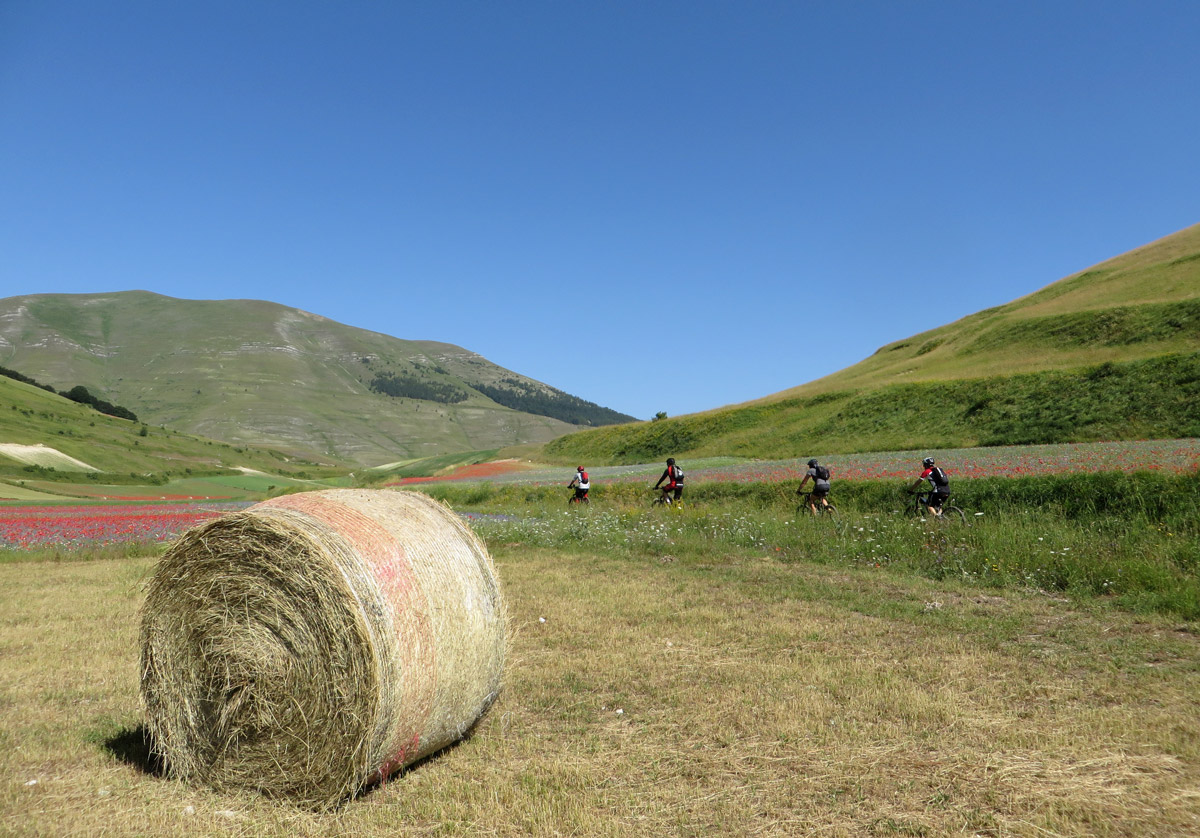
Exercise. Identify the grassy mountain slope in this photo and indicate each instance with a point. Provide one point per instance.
(261, 373)
(29, 415)
(1109, 353)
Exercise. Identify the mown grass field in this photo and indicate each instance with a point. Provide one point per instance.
(731, 669)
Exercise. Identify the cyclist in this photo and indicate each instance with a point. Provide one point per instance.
(581, 485)
(939, 485)
(820, 476)
(673, 476)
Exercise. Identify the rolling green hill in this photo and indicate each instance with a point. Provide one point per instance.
(42, 431)
(259, 373)
(1109, 353)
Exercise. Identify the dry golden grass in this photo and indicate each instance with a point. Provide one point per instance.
(671, 698)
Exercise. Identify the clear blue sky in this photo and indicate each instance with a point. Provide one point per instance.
(652, 205)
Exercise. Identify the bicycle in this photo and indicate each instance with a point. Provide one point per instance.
(664, 500)
(919, 508)
(822, 510)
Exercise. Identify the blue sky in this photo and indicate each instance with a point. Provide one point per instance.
(652, 205)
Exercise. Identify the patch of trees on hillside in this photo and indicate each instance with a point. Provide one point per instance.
(77, 394)
(550, 402)
(407, 387)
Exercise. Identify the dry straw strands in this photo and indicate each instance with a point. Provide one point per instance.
(317, 642)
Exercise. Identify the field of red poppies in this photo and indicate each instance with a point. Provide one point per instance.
(82, 526)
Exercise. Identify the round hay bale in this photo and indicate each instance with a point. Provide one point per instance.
(317, 642)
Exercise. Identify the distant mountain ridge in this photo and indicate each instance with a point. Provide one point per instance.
(1109, 353)
(262, 373)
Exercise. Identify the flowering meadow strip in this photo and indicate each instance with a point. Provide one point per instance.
(81, 526)
(473, 472)
(1173, 456)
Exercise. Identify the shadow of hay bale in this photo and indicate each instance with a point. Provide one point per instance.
(136, 748)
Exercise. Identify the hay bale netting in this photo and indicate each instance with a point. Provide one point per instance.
(317, 642)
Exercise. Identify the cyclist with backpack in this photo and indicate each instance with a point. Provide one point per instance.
(820, 477)
(581, 485)
(673, 476)
(939, 485)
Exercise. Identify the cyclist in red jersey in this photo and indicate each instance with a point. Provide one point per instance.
(580, 484)
(939, 485)
(673, 476)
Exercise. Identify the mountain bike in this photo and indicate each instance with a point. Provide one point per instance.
(664, 500)
(822, 510)
(919, 508)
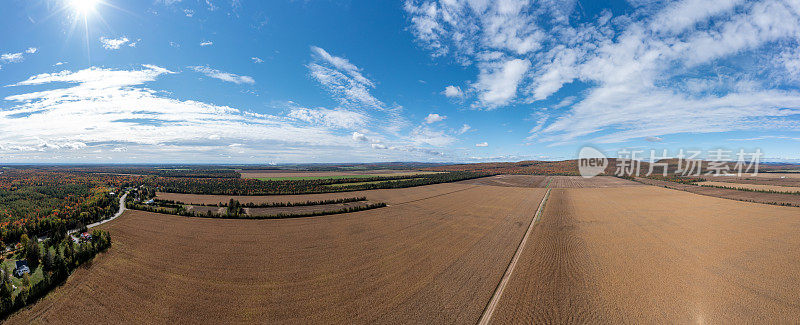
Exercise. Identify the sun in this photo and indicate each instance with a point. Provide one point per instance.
(83, 7)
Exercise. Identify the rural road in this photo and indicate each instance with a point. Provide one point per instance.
(119, 213)
(487, 313)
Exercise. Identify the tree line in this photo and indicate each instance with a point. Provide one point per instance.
(305, 186)
(173, 203)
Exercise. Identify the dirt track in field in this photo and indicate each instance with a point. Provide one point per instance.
(536, 181)
(594, 182)
(654, 255)
(435, 256)
(554, 181)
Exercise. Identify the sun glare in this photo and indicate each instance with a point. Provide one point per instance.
(83, 7)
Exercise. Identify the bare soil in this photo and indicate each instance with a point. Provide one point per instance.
(434, 256)
(536, 181)
(594, 182)
(653, 255)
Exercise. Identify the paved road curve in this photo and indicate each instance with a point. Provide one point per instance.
(119, 213)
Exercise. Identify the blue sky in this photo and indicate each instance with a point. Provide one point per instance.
(361, 81)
.....
- **Problem details**
Rewrite the entries starting at the line containing "Exercise. Identify the paved" and ending at the end of the entries, requests included. Scale every coordinate in the answers by 0.25 and round to whole numbers, rounding halves up.

- **Expected output**
Exercise. Identify the paved road curve in this photo and indicate each instance with a point. Provide one point per instance.
(30, 53)
Exercise. Identify the blue sky in this photo and indicate each instance with a point. Provide one point per instance.
(90, 20)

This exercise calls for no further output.